[Source records]
+---+
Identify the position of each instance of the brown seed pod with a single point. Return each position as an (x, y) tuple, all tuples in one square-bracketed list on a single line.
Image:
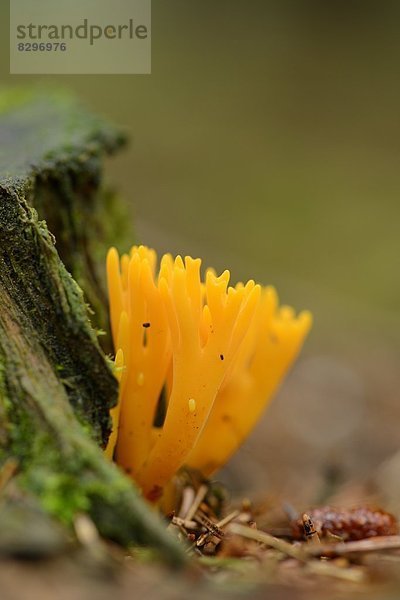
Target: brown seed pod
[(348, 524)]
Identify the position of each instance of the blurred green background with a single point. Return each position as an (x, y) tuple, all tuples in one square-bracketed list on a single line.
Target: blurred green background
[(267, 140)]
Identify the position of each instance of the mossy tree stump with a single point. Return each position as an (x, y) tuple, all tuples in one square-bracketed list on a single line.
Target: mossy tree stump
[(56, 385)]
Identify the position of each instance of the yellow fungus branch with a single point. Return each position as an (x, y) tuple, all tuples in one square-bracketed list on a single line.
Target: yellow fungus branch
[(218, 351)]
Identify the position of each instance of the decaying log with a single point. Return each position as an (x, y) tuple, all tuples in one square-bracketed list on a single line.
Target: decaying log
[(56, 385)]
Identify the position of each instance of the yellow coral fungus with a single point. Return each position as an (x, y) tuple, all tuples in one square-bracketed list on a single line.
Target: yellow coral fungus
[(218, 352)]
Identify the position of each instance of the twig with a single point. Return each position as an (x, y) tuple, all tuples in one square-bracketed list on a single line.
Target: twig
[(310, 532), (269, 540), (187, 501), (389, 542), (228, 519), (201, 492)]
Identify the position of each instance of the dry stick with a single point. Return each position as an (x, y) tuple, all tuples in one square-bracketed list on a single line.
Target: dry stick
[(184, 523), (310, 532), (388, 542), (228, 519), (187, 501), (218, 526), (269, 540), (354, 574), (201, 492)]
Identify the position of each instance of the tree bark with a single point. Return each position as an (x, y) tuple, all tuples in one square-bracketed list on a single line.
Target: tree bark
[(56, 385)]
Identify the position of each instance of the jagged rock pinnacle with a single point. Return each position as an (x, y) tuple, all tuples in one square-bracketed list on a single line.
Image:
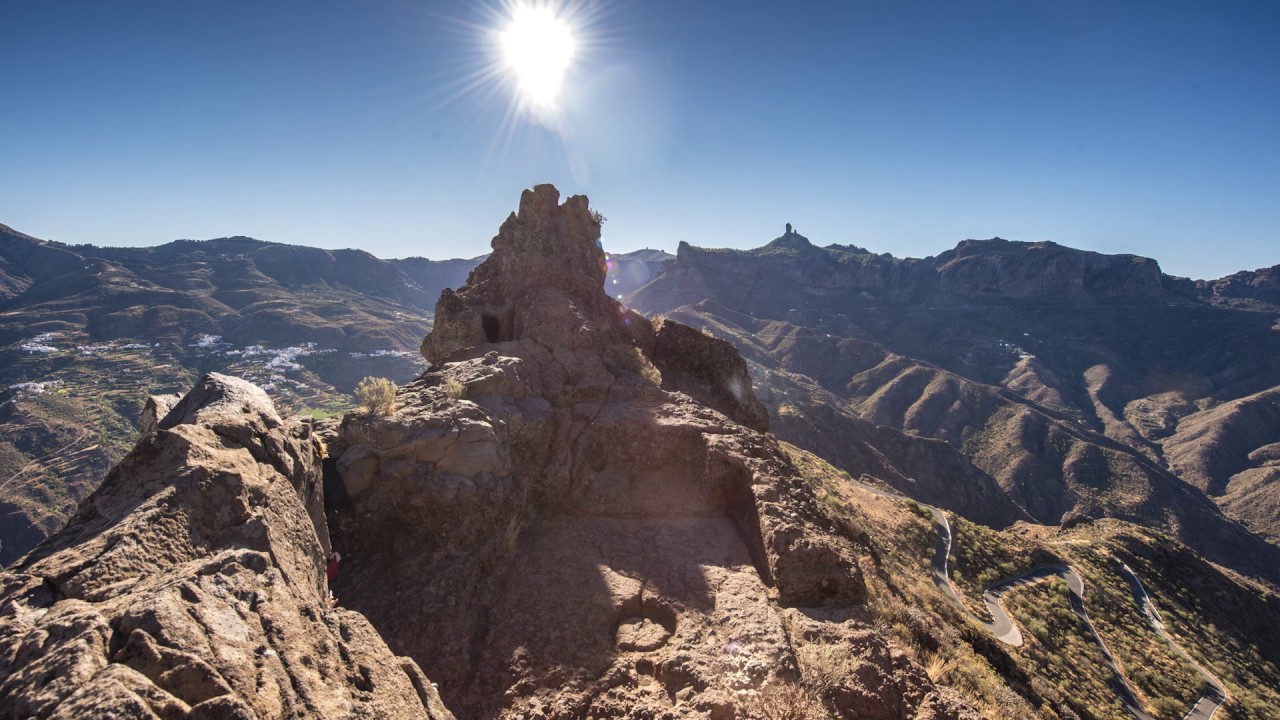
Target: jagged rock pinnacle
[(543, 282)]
+---+
WORK REQUIRED:
Rewrite the items, starting with the line that contains "Identify the position of each instance of the yellow coral" and going on through the end of the items, changing "twig" to "small branch" and keeping everything else the same. Leave the pictures out of your answer.

PROBLEM SOLUTION:
Identify the position of each instance of the yellow coral fungus with a single point. Return each position as an (x, y) tuple, all tuples in one square-bracketed list on a single line.
Target: yellow coral fungus
[(218, 352)]
Identify the position of each instance of the small branch with a single point. Return each position as an (x, y) tuple, all tuples in one square-bracketed list on a single line.
Target: small branch
[(310, 532), (269, 540), (187, 501), (389, 542), (228, 519), (201, 492)]
Identify the position of each instance of the dry stick with a single point. Return each position as an (x, y) tuple, all tuples in one square-bracketed list on a single line.
Target: dry stick
[(184, 523), (310, 532), (388, 542), (228, 519), (187, 501), (218, 526), (269, 540), (354, 574), (201, 492)]
Identify the position of each instance of the tree bark with a single point. Return each position as an (x, y) tuple, all tuples in one square-bracketed list on a single line.
Target: tree bark
[(56, 385)]
Identify the position of each instance of the jagged rock pinnacle with a single point. Return each position as an (x, y) tuple, all tuples in one square-bracketed list on a single line.
Image:
Target: jagged rock pinnacle
[(543, 282)]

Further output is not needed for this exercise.